Exercise directions: Everything from the line containing "of the green" through the last line of the data below is to be retyped exactly, apart from the pictures.

# Listed entries start

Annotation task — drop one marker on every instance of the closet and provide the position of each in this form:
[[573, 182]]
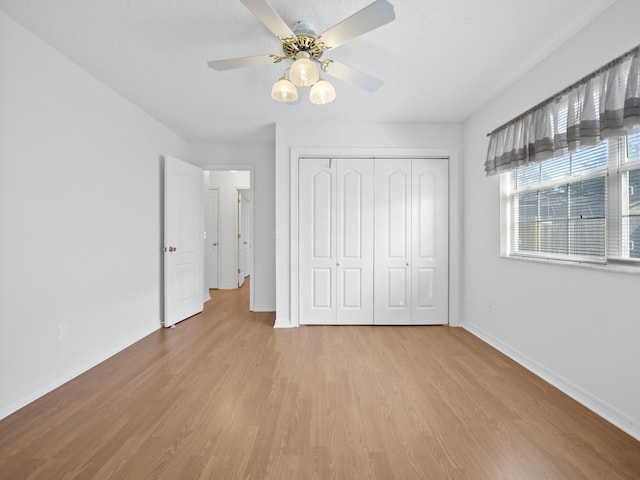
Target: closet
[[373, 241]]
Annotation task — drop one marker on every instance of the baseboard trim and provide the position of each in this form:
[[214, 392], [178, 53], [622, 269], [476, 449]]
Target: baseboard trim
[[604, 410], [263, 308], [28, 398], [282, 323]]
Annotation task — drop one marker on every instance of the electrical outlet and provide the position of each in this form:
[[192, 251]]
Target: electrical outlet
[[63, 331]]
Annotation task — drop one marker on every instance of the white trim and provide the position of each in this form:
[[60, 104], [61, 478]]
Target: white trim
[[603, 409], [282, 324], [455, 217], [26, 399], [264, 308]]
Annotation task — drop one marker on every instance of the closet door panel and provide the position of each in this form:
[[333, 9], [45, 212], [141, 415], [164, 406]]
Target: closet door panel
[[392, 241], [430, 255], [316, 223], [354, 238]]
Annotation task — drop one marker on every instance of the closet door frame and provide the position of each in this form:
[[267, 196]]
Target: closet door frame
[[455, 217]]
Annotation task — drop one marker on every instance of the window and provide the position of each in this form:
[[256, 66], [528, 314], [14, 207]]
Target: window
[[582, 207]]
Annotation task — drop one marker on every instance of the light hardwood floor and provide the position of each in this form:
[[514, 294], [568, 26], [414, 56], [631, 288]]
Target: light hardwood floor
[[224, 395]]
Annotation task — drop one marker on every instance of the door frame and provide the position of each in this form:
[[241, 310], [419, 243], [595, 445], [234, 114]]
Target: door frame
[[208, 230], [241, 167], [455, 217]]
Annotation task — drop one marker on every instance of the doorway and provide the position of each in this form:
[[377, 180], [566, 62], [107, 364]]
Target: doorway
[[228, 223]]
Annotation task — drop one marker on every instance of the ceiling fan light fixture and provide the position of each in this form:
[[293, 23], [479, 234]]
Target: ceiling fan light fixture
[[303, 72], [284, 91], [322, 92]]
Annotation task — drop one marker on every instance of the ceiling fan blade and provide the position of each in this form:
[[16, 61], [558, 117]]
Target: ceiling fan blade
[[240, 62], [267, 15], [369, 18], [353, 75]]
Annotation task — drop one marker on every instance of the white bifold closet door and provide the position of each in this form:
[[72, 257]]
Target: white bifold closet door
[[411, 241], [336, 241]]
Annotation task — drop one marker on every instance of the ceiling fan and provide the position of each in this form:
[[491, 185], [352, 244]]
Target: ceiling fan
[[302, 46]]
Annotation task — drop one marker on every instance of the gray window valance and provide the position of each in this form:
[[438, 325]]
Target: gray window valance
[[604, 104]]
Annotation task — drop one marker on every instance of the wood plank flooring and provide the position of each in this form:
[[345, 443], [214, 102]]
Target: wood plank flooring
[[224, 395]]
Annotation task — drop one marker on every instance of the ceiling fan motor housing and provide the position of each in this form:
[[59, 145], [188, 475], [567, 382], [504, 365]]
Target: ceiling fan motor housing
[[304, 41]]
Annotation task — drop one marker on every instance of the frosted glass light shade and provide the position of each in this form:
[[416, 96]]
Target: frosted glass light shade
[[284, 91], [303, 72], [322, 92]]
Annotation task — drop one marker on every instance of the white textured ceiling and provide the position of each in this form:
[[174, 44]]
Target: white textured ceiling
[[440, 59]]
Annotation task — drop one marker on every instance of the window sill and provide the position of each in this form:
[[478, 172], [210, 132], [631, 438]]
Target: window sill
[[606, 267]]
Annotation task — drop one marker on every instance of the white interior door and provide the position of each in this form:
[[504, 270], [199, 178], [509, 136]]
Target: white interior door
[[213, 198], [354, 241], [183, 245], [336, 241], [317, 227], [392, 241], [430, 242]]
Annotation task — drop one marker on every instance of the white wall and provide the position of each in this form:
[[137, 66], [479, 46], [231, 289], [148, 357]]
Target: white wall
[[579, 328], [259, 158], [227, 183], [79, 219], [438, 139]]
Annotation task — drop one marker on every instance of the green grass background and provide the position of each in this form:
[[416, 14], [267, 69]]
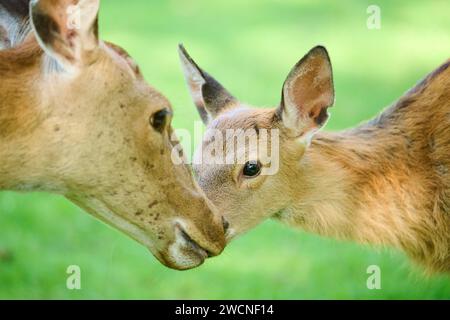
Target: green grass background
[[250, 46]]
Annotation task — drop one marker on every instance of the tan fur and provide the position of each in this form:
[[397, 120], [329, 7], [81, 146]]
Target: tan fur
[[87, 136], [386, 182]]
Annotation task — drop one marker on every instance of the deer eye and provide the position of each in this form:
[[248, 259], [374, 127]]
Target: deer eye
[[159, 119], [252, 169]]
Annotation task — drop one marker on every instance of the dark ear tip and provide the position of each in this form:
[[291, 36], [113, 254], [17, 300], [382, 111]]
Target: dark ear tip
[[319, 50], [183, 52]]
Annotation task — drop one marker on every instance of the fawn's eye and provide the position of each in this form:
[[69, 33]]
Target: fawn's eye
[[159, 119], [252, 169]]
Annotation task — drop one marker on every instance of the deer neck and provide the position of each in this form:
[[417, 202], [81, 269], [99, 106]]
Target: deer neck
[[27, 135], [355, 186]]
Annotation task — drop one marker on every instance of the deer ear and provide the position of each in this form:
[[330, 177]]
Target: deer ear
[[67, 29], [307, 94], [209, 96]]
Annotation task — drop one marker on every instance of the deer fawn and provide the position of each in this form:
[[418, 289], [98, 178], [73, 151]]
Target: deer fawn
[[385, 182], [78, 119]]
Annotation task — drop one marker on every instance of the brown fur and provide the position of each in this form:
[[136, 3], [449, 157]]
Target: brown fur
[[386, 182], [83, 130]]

# Listed entries end

Output for this task:
Annotation task — drop one marker on every instance of the green grass background and provide the position of each in this form:
[[416, 14], [267, 69]]
Target: green grass background
[[250, 46]]
Annotation task — drop one marker on every instance of the tan fur and provide the position of each in this form:
[[397, 120], [329, 7], [81, 146]]
Target: tan fur
[[87, 136], [386, 182]]
Annotation task — drop one marker on every instance of the deer eye and provide the position of each in this form:
[[248, 259], [374, 127]]
Target: deer eye
[[159, 119], [252, 169]]
Annotation task — drop one marker on every instance of the dark ear tip and provide the position of each in this form:
[[291, 36], [113, 254], [17, 300], [382, 111]]
Target: dark ear tip
[[319, 50], [183, 52]]
Annotation task — drop one marker on every instance of the fawn's eye and provide the position of each in this form:
[[69, 33]]
Target: fawn's eye
[[159, 119], [252, 169]]
Annotation task — drop one marker on every instance of the deer neck and provide the position of each in this form:
[[417, 202], [81, 269], [99, 106]]
Target: deer neck
[[27, 135], [355, 186]]
Annotation task — drop one marker on every instance of the deer ear and provide the position of each in this form:
[[330, 177]]
Target: deer ear
[[67, 29], [307, 94], [209, 96]]
Annotation task — drop one marker on every instance of the deer fawn and provide the position of each in this form:
[[418, 289], [98, 178], [73, 151]]
Target: deer fawn
[[385, 182], [78, 119]]
Annotation task — drop one marker on every instance of the brown fur and provide the position of each in this form:
[[136, 3], [449, 157]]
Target: brown fur
[[386, 182], [83, 130]]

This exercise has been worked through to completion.